[Goal]: Could you rewrite the data from its start through the line containing "447 173 L 438", swapping "dirt path" for "gravel trail" and leaving everything else unchanged?

(Excerpts of annotation records)

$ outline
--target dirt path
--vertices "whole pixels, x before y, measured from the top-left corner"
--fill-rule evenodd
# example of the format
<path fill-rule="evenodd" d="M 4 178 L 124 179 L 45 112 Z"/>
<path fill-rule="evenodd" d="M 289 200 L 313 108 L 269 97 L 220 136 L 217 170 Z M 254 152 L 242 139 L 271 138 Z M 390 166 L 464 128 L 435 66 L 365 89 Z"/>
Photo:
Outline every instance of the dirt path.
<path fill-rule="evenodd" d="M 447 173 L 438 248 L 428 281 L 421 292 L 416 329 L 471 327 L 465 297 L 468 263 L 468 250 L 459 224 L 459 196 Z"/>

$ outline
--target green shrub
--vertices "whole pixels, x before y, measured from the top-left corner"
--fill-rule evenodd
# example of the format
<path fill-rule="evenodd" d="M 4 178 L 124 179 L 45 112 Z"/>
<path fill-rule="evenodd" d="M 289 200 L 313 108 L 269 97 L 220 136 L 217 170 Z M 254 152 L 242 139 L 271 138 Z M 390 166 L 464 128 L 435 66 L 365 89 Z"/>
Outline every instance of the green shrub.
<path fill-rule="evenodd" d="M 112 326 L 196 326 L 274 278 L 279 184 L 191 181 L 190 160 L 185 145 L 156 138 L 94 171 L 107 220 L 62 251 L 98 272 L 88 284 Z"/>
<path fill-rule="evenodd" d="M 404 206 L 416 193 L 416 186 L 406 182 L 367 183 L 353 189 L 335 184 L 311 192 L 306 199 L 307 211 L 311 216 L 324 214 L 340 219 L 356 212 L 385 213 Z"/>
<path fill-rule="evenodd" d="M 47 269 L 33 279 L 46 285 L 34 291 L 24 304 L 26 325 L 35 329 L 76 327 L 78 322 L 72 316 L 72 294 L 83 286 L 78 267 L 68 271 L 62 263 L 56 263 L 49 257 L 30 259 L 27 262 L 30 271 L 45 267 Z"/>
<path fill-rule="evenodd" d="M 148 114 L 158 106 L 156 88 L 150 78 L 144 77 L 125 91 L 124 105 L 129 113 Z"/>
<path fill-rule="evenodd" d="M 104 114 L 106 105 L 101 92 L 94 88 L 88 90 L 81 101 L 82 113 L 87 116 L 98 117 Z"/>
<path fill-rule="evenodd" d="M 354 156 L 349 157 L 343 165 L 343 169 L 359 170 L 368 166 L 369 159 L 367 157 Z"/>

[Answer to this exercise]:
$ outline
--target gravel trail
--vertices "whole pixels, x before y, measured from the top-left corner"
--fill-rule evenodd
# example of the format
<path fill-rule="evenodd" d="M 4 178 L 124 179 L 45 112 Z"/>
<path fill-rule="evenodd" d="M 289 200 L 313 108 L 269 97 L 220 136 L 217 170 Z M 254 152 L 242 139 L 271 138 Z M 390 166 L 464 128 L 435 66 L 365 89 Z"/>
Photo:
Outline every instance of the gravel trail.
<path fill-rule="evenodd" d="M 447 173 L 438 248 L 428 281 L 421 292 L 416 329 L 471 327 L 465 297 L 468 263 L 468 250 L 459 224 L 459 196 Z"/>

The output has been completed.